(GIVEN INSTRUCTION) Reproduce every line of the listing, requests included, with each point coordinate in the answers multiplied by 1.45 and rounded to the nearest whole number, halves going up.

(Object location annotation data)
--

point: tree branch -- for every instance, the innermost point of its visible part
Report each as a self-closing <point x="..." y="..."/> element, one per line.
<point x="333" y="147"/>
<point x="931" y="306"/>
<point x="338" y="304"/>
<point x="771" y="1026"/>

--

(EXERCISE OUTPUT)
point: tree branch -- for every instance, the innermost point of its visible part
Report each as a self-closing <point x="..." y="..."/> element, one per line.
<point x="483" y="213"/>
<point x="1350" y="444"/>
<point x="490" y="441"/>
<point x="1118" y="1488"/>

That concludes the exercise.